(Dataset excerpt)
______

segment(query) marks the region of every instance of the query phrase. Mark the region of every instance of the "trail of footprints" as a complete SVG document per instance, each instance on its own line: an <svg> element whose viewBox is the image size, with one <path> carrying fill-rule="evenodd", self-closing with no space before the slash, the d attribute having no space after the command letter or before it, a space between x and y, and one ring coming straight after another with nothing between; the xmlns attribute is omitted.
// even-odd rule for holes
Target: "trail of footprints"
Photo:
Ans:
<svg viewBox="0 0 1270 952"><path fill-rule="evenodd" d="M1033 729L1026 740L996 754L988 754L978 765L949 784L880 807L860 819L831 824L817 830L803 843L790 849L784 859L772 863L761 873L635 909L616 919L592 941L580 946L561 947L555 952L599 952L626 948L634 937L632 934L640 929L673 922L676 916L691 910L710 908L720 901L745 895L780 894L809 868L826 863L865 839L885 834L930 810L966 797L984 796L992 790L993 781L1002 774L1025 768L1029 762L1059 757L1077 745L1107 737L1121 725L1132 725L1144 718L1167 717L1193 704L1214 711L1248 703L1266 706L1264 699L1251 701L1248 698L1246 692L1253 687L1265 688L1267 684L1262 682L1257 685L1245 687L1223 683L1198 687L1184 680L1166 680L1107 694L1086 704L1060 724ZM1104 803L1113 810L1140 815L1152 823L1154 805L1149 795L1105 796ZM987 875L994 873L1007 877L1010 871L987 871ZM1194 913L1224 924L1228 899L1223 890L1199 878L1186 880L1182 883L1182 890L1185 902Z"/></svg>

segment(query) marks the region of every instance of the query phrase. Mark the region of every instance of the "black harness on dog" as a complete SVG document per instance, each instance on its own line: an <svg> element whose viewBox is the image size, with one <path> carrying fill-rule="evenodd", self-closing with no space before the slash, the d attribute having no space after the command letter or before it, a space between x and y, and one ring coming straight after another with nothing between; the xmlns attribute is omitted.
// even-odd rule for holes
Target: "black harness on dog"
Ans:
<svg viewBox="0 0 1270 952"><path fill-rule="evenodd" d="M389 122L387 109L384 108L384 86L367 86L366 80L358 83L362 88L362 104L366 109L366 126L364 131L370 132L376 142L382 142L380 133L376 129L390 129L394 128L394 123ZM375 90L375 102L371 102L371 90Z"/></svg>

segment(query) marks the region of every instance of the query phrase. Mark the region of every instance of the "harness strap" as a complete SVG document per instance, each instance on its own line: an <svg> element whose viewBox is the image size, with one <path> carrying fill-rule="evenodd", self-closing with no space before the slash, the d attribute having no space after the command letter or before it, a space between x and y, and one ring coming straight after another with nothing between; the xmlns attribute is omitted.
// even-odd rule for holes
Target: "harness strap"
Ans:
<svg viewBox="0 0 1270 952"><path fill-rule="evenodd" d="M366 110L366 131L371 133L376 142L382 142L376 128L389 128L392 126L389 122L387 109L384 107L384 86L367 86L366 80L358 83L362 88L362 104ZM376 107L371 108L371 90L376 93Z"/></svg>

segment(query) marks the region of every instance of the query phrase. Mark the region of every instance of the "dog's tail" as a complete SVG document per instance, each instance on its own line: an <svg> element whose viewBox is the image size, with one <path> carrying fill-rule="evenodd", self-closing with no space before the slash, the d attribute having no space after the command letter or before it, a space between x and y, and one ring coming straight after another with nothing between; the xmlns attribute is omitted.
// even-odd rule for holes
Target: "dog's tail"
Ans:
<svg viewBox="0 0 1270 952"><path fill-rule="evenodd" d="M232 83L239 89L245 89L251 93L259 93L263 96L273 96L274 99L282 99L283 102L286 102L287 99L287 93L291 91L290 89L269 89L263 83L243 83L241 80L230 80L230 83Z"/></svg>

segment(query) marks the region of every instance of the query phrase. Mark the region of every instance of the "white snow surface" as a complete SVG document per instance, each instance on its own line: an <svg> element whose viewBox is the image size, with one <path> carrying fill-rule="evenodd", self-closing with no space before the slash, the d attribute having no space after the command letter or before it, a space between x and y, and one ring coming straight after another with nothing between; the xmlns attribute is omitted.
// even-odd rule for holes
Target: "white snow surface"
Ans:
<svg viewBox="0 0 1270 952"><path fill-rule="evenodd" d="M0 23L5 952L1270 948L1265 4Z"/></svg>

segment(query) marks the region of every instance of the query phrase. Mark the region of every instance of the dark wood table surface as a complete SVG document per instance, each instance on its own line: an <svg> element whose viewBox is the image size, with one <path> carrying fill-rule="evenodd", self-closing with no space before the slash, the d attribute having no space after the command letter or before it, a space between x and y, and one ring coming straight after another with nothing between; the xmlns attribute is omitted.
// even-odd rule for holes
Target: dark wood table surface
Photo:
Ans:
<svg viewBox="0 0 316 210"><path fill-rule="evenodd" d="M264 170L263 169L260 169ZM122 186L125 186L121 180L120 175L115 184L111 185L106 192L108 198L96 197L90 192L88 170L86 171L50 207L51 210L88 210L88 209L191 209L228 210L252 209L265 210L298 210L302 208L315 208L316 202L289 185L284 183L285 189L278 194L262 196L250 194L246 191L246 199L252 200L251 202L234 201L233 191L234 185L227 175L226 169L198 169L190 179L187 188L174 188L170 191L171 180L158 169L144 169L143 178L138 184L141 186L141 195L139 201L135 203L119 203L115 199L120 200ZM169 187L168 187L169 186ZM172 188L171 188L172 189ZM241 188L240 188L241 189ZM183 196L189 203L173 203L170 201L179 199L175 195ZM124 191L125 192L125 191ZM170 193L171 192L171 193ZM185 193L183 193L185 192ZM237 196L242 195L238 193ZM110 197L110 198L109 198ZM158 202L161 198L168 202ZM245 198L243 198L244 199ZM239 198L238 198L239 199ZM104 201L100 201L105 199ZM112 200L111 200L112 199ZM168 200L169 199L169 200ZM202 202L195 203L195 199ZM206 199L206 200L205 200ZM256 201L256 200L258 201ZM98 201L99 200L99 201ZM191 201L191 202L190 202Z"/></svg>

______

## Exercise instructions
Rewrite the stretch of the records above, from their start through the line containing "729L1026 740L996 754L988", as a JSON list of strings with one string per line and blank lines omitted.

## Output below
[
  "segment(query) marks the region of every instance of the query phrase. Mark the region of every instance of the \"trail of footprints\" as a complete SVG document per instance, each instance on its own line: an <svg> element whose viewBox is the image size, with one <path> carrying fill-rule=\"evenodd\", self-closing with no space before the slash, the d attribute having no space after the command letter or before it, a space between x and y, and one ring coming straight after another with nothing between; the xmlns attribute is omitted.",
  "// even-odd rule for holes",
  "Target: \"trail of footprints\"",
  "Photo:",
  "Ans:",
  "<svg viewBox=\"0 0 1270 952\"><path fill-rule=\"evenodd\" d=\"M1033 729L1026 740L996 754L988 754L978 765L949 784L880 807L860 819L831 824L817 830L803 843L790 849L784 859L772 863L761 873L635 909L616 919L592 941L580 946L561 947L555 952L599 952L626 948L634 937L632 934L640 929L673 922L676 916L691 910L710 908L720 901L745 895L780 894L809 868L826 863L865 839L885 834L930 810L966 797L984 796L992 790L993 781L1002 774L1025 768L1029 762L1059 757L1077 745L1107 737L1121 725L1132 725L1144 718L1167 717L1193 704L1214 711L1248 703L1266 706L1264 699L1251 701L1248 698L1246 692L1253 687L1265 688L1267 684L1262 682L1257 685L1245 687L1223 683L1198 687L1184 680L1166 680L1107 694L1086 704L1060 724ZM1104 803L1113 810L1140 815L1152 823L1154 805L1149 795L1105 796ZM987 875L994 873L1007 877L1010 871L987 871ZM1194 913L1224 924L1228 899L1223 890L1199 878L1186 880L1182 883L1182 890L1185 902Z\"/></svg>"
]